Problem details: Reproduce the data below word for word, omitting the pictures.

## begin Listed entries

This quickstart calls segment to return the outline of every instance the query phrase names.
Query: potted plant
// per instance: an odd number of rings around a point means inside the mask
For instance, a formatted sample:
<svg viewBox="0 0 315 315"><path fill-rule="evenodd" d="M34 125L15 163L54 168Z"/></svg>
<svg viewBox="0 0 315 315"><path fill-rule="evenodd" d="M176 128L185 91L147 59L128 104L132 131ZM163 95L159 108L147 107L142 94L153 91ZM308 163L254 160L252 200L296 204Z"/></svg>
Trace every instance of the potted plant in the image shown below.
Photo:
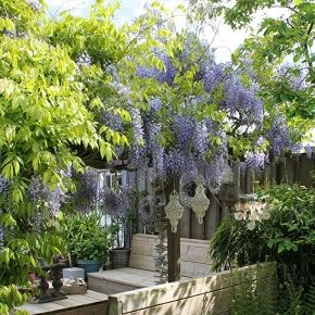
<svg viewBox="0 0 315 315"><path fill-rule="evenodd" d="M61 229L71 264L76 261L86 275L98 272L101 264L108 261L113 234L111 227L101 225L99 214L91 212L65 216Z"/></svg>
<svg viewBox="0 0 315 315"><path fill-rule="evenodd" d="M112 268L128 266L130 255L131 228L135 223L131 191L128 188L106 188L103 192L103 204L111 216L114 245L110 249Z"/></svg>

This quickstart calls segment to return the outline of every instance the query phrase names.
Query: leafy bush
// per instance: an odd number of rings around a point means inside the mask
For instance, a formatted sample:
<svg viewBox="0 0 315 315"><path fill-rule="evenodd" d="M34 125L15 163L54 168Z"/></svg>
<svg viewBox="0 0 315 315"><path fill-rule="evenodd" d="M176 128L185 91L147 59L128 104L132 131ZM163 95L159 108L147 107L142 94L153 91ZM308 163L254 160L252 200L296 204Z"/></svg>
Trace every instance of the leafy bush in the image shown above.
<svg viewBox="0 0 315 315"><path fill-rule="evenodd" d="M77 213L63 217L61 231L71 261L108 260L113 243L112 228L102 226L97 213Z"/></svg>
<svg viewBox="0 0 315 315"><path fill-rule="evenodd" d="M210 256L213 268L217 270L266 260L276 261L279 300L285 305L281 314L313 314L314 189L279 185L269 188L267 193L272 217L259 223L254 230L249 230L244 222L238 222L234 217L223 220L211 240Z"/></svg>
<svg viewBox="0 0 315 315"><path fill-rule="evenodd" d="M255 274L256 273L256 274ZM232 270L232 315L272 315L275 314L275 282L270 277L263 277L263 269L257 264L255 269L241 273Z"/></svg>

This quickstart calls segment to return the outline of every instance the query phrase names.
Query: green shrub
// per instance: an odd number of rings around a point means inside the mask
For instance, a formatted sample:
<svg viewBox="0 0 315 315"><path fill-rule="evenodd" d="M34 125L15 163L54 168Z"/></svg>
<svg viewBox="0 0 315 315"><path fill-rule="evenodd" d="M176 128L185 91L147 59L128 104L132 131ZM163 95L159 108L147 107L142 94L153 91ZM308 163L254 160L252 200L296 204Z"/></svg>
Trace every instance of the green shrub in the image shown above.
<svg viewBox="0 0 315 315"><path fill-rule="evenodd" d="M314 189L279 185L269 188L267 194L270 219L259 223L254 230L249 230L244 222L238 222L234 217L223 220L211 240L210 257L213 268L217 270L266 260L276 261L280 301L285 301L284 304L288 306L281 314L313 314L315 303L313 304L312 299L315 293L311 288L315 285Z"/></svg>
<svg viewBox="0 0 315 315"><path fill-rule="evenodd" d="M61 234L71 261L108 260L113 243L112 228L102 226L97 213L77 213L63 217Z"/></svg>

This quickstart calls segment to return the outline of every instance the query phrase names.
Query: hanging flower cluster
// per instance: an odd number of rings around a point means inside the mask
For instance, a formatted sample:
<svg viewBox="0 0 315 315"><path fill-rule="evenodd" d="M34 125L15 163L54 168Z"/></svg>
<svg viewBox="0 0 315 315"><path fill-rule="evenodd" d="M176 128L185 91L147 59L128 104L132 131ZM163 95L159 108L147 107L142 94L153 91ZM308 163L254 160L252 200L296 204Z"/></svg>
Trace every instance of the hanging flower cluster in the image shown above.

## end Listed entries

Exercise result:
This quickstart calls segment to return the outline of every instance the query phrase names.
Query: potted plant
// per instance: an odd number of rings around a point means inside the mask
For instance, a formatted sample:
<svg viewBox="0 0 315 315"><path fill-rule="evenodd" d="M34 125L15 163L54 168Z"/></svg>
<svg viewBox="0 0 315 315"><path fill-rule="evenodd" d="M176 128L185 91L147 59L128 104L132 131ZM163 95L159 108L147 107L142 94L153 91ZM308 163L254 160L252 200L296 204Z"/></svg>
Trace every instance of the potted plant in the image shown below.
Photo:
<svg viewBox="0 0 315 315"><path fill-rule="evenodd" d="M61 229L71 264L76 261L86 275L98 272L101 264L108 261L113 234L111 227L101 225L99 214L91 212L65 216Z"/></svg>
<svg viewBox="0 0 315 315"><path fill-rule="evenodd" d="M112 268L128 266L130 255L131 228L135 223L131 191L128 188L106 188L103 192L103 204L111 216L114 245L110 249Z"/></svg>

This quickstart calls segment to return the outline of every instance the query phrase names.
Query: leafy bush
// per instance: an odd number of rings around a point means inside the mask
For instance, a formatted sample:
<svg viewBox="0 0 315 315"><path fill-rule="evenodd" d="M34 125L15 163L54 168Z"/></svg>
<svg viewBox="0 0 315 315"><path fill-rule="evenodd" d="M176 128L185 91L147 59L128 104L132 131ZM163 95L159 108L147 107L142 94L153 91ZM308 163L254 160L252 200L296 204Z"/></svg>
Trace every instance of the leafy bush in the image shown above.
<svg viewBox="0 0 315 315"><path fill-rule="evenodd" d="M77 213L63 217L61 231L71 261L108 260L113 243L112 228L102 226L97 213Z"/></svg>
<svg viewBox="0 0 315 315"><path fill-rule="evenodd" d="M210 256L213 268L217 270L266 260L276 261L279 300L285 305L281 314L313 314L314 189L279 185L269 188L267 193L272 217L259 223L254 230L249 230L244 222L238 222L234 217L223 220L211 240Z"/></svg>
<svg viewBox="0 0 315 315"><path fill-rule="evenodd" d="M255 274L256 273L256 274ZM232 270L232 315L272 315L275 314L275 282L270 277L263 277L263 269L257 264L255 269L241 273Z"/></svg>

This quickstart calls segment to return the outline of every instance the query phrase names.
Query: green shrub
// per instance: an odd number of rings around a point means inside the mask
For instance, a formatted sample:
<svg viewBox="0 0 315 315"><path fill-rule="evenodd" d="M34 125L15 163L54 168Z"/></svg>
<svg viewBox="0 0 315 315"><path fill-rule="evenodd" d="M176 128L185 91L147 59L128 104L132 131ZM163 95L159 108L147 107L142 94L153 91ZM308 163L254 160L252 200L296 204Z"/></svg>
Trace every instance of the green shrub in the image shown above.
<svg viewBox="0 0 315 315"><path fill-rule="evenodd" d="M314 189L279 185L269 188L267 194L270 219L259 223L254 230L249 230L244 222L238 222L234 217L223 220L211 240L210 257L213 268L217 270L266 260L276 261L280 301L285 301L284 304L288 306L281 314L313 314L315 303L313 304L312 299L315 293L311 288L315 285Z"/></svg>
<svg viewBox="0 0 315 315"><path fill-rule="evenodd" d="M61 234L71 261L108 260L113 243L112 228L102 226L97 213L77 213L63 217Z"/></svg>

This quickstart calls segment to return the outline of every instance the query phrase names.
Query: hanging flower cluster
// per instance: an odd number of rings around a point means inside the mask
For instance, a formatted sample:
<svg viewBox="0 0 315 315"><path fill-rule="evenodd" d="M34 125L15 163L54 168Z"/></svg>
<svg viewBox="0 0 315 315"><path fill-rule="evenodd" d="M176 128L185 91L147 59L128 104L132 131ZM163 95L159 108L147 107L142 94L153 91ZM308 163L254 160L252 200L296 204Z"/></svg>
Trace every instance of the hanging flower cluster in the image shown above.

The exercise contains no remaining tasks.